(Records taken from a data source)

** begin **

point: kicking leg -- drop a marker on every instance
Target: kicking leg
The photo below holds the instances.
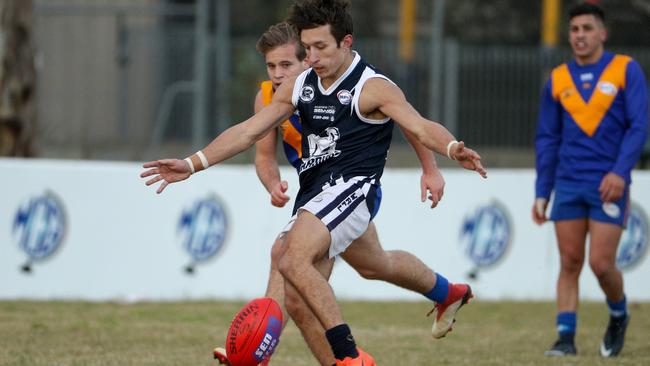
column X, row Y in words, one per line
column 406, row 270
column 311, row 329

** end **

* [Directions] Rewrite all of the material above, swapping every "kicking leg" for "striking leg" and keeping everything else the same. Leave the pictures out of your answer.

* [Solution to the problem]
point: striking leg -- drop a marker on every instance
Target: striking leg
The photo below holds the instances.
column X, row Y in words, one per line
column 406, row 270
column 311, row 329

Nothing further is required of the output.